## STATED EXERCISE:
Can you output, unchanged and with both end lines included, the lines of the records below, starting at the line containing "target | tiled floor" and ending at the line containing "x=292 y=225"?

## Stored data:
Begin

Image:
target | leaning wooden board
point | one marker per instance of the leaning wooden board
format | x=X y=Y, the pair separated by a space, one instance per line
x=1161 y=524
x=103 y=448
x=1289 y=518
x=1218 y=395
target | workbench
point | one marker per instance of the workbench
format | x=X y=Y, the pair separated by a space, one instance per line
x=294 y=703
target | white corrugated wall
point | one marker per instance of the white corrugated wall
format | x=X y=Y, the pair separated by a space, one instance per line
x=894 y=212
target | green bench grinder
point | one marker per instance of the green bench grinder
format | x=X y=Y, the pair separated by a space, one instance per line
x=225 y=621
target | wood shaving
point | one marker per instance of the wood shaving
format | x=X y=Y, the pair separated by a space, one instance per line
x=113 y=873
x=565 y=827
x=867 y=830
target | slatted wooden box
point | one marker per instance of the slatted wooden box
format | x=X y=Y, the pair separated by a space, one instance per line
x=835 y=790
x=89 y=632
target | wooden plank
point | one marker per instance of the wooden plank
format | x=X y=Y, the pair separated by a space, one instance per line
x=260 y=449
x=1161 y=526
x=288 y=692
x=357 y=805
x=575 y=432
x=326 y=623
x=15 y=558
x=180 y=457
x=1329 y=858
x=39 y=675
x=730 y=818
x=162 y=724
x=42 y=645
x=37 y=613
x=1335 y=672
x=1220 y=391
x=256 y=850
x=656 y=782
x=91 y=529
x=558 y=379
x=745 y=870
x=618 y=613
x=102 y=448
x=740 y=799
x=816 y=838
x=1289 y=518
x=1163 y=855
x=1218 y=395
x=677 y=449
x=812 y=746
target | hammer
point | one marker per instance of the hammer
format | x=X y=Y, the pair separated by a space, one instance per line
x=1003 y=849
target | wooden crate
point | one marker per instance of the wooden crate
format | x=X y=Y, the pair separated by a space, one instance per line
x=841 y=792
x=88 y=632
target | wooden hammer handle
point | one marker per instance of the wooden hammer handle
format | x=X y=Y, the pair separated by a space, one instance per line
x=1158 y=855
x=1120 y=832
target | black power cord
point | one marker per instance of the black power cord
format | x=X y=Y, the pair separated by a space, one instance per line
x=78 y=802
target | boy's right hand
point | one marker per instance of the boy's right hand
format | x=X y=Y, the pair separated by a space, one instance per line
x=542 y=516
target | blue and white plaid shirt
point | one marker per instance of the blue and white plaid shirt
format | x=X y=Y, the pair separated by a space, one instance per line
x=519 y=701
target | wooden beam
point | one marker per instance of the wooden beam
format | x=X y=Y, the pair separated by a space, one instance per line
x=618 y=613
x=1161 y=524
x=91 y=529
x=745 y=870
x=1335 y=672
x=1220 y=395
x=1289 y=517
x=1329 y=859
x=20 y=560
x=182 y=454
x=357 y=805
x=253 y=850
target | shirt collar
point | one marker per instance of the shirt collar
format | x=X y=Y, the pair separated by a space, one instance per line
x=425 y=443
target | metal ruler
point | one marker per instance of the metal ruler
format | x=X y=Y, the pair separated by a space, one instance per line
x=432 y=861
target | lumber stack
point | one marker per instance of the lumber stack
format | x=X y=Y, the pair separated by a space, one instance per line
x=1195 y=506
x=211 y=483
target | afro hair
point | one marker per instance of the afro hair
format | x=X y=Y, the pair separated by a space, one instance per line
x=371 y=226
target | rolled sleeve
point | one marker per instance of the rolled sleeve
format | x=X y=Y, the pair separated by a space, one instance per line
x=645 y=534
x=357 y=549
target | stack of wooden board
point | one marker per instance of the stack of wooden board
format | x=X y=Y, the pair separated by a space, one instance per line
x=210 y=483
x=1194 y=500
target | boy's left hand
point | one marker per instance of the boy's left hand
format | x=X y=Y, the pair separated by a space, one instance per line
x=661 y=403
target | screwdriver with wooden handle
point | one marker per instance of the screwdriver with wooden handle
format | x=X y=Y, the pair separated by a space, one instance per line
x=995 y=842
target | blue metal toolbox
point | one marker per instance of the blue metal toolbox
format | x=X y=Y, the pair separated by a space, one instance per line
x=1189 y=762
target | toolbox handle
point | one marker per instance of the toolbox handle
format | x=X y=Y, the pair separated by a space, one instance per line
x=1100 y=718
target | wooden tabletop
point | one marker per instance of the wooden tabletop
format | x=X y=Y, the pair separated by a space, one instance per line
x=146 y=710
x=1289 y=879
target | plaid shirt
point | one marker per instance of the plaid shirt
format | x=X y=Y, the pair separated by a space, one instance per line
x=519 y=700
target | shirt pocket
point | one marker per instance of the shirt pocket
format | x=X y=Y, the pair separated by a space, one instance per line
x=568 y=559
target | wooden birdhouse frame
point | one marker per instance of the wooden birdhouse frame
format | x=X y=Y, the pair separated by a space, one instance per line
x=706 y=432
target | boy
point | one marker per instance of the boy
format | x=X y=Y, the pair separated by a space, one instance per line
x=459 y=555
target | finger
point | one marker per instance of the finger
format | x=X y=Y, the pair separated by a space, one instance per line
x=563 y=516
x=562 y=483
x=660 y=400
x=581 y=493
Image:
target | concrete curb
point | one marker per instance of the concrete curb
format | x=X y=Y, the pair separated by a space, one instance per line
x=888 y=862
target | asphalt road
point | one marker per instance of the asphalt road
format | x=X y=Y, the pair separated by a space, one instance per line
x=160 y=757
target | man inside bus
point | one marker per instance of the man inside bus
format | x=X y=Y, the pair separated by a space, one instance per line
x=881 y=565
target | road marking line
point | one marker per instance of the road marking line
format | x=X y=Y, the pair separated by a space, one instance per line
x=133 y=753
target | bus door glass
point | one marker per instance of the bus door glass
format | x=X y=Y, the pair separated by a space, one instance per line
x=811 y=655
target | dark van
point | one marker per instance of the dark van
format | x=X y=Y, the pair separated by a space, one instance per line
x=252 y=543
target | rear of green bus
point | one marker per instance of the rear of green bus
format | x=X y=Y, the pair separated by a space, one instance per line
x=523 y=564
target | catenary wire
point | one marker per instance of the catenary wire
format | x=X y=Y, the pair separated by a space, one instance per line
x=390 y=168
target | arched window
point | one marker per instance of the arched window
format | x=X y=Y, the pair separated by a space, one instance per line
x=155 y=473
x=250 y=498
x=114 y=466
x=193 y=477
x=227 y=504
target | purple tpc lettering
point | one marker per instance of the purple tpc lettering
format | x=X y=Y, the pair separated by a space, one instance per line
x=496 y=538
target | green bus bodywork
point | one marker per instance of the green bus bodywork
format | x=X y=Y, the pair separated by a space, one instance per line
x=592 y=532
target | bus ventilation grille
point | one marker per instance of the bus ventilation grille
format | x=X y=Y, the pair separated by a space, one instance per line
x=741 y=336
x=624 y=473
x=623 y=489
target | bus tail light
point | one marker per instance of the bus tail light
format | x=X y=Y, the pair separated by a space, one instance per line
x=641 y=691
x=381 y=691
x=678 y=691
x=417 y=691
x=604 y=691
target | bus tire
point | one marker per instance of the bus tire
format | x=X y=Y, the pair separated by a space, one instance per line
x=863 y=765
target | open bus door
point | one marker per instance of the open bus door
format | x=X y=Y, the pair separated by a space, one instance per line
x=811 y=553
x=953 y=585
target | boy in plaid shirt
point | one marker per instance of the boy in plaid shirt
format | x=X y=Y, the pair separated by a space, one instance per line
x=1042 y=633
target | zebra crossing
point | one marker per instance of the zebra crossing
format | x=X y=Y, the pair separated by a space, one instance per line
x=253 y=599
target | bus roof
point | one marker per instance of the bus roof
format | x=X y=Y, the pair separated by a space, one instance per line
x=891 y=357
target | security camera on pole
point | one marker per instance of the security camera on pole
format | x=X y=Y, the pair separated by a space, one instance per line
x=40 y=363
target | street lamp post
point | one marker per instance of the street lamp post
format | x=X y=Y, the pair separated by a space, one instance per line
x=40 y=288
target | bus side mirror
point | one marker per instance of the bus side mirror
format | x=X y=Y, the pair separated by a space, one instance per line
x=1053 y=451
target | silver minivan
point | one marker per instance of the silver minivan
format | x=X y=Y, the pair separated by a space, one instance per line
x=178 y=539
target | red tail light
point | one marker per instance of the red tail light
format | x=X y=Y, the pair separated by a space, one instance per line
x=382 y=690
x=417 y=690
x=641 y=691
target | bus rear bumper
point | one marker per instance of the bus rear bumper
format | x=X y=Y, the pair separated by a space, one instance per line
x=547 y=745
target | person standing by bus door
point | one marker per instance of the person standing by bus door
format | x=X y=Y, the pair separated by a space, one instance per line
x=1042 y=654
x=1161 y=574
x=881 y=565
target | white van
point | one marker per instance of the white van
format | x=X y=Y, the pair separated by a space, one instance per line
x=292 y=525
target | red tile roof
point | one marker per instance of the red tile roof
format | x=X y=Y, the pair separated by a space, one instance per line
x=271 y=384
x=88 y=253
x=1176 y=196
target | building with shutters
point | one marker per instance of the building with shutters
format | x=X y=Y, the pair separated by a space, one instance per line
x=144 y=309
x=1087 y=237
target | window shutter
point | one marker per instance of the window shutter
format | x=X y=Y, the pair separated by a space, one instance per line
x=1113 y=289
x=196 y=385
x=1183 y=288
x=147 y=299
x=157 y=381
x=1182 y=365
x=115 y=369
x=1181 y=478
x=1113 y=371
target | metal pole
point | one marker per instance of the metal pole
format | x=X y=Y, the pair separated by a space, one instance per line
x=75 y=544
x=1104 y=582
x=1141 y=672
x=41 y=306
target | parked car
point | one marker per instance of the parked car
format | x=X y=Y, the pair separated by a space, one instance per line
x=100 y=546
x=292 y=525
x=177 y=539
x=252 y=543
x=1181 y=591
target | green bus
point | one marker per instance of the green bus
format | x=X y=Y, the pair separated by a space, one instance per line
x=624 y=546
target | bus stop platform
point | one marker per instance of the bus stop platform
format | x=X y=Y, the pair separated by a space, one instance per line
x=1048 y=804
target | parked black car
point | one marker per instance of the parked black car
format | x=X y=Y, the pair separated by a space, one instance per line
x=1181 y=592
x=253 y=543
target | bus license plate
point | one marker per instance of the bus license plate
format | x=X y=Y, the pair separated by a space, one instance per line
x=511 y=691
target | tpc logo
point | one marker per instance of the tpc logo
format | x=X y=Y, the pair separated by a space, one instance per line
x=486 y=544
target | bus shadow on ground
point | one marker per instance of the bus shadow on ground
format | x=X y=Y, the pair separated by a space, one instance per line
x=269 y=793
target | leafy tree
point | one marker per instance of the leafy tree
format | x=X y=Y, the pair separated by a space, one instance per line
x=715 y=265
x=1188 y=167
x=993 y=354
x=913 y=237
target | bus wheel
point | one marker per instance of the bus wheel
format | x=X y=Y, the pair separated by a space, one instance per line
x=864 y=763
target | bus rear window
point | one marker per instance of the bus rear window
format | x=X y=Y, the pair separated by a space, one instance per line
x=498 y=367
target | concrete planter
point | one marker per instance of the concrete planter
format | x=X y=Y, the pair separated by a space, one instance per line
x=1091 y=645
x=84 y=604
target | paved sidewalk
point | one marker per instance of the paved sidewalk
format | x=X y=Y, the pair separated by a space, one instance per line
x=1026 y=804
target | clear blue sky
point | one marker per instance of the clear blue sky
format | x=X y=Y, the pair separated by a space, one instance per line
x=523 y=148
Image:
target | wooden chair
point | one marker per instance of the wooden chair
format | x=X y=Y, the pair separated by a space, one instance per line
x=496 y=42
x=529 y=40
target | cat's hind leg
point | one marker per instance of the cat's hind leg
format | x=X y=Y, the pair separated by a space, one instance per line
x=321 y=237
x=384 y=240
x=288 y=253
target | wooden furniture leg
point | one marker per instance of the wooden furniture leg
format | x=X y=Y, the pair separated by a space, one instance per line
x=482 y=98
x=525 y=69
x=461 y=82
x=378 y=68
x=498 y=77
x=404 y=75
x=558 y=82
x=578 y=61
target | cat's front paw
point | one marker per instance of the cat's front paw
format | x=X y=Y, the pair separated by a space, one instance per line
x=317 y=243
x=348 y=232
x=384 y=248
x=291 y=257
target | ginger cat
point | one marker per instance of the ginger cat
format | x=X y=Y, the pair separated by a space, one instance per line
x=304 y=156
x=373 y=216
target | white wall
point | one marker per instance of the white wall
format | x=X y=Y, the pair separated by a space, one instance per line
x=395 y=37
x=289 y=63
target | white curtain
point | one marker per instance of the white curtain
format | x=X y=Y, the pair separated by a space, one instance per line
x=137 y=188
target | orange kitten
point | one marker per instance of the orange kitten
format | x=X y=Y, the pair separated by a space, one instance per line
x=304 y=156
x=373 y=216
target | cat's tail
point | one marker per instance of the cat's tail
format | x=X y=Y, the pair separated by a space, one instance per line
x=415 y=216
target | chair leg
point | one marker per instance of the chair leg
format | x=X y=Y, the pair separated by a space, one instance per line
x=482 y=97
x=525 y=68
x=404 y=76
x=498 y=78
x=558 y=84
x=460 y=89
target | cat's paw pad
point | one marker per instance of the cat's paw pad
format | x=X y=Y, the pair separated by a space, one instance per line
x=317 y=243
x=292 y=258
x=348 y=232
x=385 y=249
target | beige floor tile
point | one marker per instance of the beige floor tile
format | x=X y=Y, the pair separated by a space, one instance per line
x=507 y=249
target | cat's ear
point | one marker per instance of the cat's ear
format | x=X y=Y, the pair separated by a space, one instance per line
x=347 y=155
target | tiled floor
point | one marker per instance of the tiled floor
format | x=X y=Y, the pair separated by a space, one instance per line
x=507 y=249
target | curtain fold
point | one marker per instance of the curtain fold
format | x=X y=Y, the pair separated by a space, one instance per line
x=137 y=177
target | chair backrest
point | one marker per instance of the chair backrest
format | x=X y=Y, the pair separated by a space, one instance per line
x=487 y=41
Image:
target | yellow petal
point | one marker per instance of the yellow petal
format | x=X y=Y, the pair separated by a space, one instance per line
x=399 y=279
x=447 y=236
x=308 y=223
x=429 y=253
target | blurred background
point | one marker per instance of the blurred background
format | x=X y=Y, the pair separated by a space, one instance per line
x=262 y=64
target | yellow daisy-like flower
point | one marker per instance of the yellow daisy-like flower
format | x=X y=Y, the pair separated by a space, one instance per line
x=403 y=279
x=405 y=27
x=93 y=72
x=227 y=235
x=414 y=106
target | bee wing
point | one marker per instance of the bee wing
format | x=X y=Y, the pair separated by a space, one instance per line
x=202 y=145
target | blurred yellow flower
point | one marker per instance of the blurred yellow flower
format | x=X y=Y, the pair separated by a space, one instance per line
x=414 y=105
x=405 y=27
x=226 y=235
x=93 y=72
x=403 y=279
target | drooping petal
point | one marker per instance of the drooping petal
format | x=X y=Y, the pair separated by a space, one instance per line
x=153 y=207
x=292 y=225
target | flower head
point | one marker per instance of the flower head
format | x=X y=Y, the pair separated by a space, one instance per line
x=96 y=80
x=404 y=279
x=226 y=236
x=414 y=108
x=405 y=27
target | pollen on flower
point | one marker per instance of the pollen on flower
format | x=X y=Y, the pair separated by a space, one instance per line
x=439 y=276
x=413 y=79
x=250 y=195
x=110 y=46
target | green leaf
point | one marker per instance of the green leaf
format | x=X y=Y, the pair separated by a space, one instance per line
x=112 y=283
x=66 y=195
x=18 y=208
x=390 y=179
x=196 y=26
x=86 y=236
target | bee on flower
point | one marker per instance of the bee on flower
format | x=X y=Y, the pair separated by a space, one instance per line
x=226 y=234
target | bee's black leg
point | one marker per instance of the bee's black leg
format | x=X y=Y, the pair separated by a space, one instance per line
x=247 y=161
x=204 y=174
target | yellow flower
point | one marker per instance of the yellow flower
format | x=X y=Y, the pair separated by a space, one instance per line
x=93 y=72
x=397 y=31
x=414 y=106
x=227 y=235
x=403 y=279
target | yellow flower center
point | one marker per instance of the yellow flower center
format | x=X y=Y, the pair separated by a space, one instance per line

End

## THE OUTPUT:
target | tiled floor
point | one marker per instance of the tiled floor
format | x=X y=Y, the pair separated by a space, one instance per line
x=507 y=249
target | curtain fold
point | one marker per instance of the curtain fold
format | x=X y=Y, the pair separated by a space, one instance per line
x=137 y=177
target | chair backrest
point | one marker per instance of the chair backrest
format | x=X y=Y, the pair separated by a space, one instance per line
x=487 y=41
Image:
target | yellow petal
point | one marker per instance of the yellow petal
format | x=X y=Y, the pair separated by a space, one instance per line
x=399 y=279
x=447 y=236
x=308 y=223
x=429 y=253
target | blurred background
point | one marker per instance of the blurred background
format | x=X y=Y, the pair separated by a space, one instance per line
x=262 y=64
target | yellow daisy-like flower
point | one marker per instance of the yellow daisy-like flower
format | x=X y=Y, the pair separated by a space, one instance per line
x=403 y=279
x=405 y=27
x=93 y=72
x=227 y=235
x=414 y=106
target | bee wing
point | one marker per instance of the bee wing
format | x=X y=Y, the pair separated by a space, one instance per line
x=202 y=145
target | blurred yellow flower
point | one marker per instance of the blurred yellow flower
format | x=X y=Y, the pair separated by a space, one instance per line
x=414 y=105
x=405 y=27
x=226 y=235
x=93 y=72
x=403 y=279
target | drooping petal
point | one marker per instance of the drooping petal
format | x=X y=Y, the pair separated by a space, one instance per line
x=153 y=207
x=292 y=225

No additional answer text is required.